## Start Text provided

When Arvo Part sets words to music, he gives the impression of having entered into the depths of his chosen text and returned to the surface with an entirely fresh impression of what it’s all about. This is certainly true of his Stabat Mater, and yet the result is to reaffirm the traditional significance of the text and to place the work securely in the long line of settings that includes those of Josquin Desprez, Lassus, and Palestrina, and in modern times Poulenc and Penderecki. Part achieves this partly by the purity and simplicity of his musical language, and partly by the way in which he draws such powerfully expressive music directly out of the rhythms and forms of the text, so that it almost seems as if the words have composed the music.

## End Text provided
## Start Available data

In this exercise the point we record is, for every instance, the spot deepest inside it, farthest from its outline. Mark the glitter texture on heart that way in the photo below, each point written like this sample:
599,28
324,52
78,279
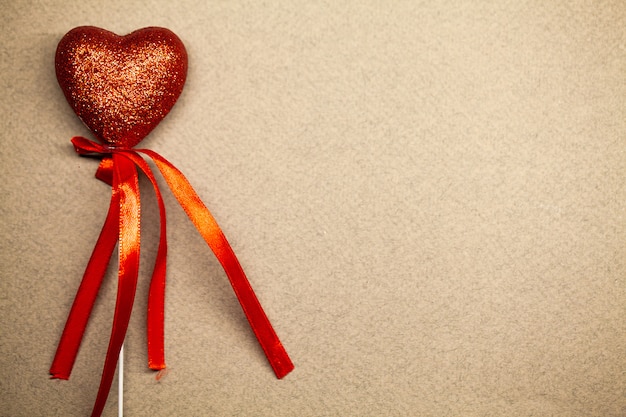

## End Available data

*To do*:
A. Answer these questions from the text on Arvo Part's Stabat Mater:
(i) What impression does Part give when he sets words to music?
(ii) Which two modern composers are named among those whose settings form the long line?
(iii) By what two means does Part achieve his result?
B. From the text on Arvo Part's Stabat Mater, print the part that opens with the words containing "When Arvo Part" and closes with "composed the music.".
C. State whether each statement agrees with the text on Arvo Part's Stabat Mater, answering yes or no and quoting the deciding words:
(i) Part's Stabat Mater departs from the traditional significance of its text.
(ii) The work belongs to a line of settings that includes one by Palestrina.
(iii) It almost seems as if the words have composed the music.

*Results*:
A.
(i) He gives the impression of having entered into the depths of his chosen text and returned to the surface with an entirely fresh impression of what it is all about.
(ii) Poulenc and Penderecki.
(iii) By the purity and simplicity of his musical language, and by drawing powerfully expressive music directly out of the rhythms and forms of the text.

B.
When Arvo Part sets words to music, he gives the impression of having entered into the depths of his chosen text and returned to the surface with an entirely fresh impression of what it’s all about. This is certainly true of his Stabat Mater, and yet the result is to reaffirm the traditional significance of the text and to place the work securely in the long line of settings that includes those of Josquin Desprez, Lassus, and Palestrina, and in modern times Poulenc and Penderecki. Part achieves this partly by the purity and simplicity of his musical language, and partly by the way in which he draws such powerfully expressive music directly out of the rhythms and forms of the text, so that it almost seems as if the words have composed the music.

C.
(i) No: "the result is to reaffirm the traditional significance of the text"
(ii) Yes: "the long line of settings that includes those of Josquin Desprez, Lassus, and Palestrina"
(iii) Yes: "it almost seems as if the words have composed the music"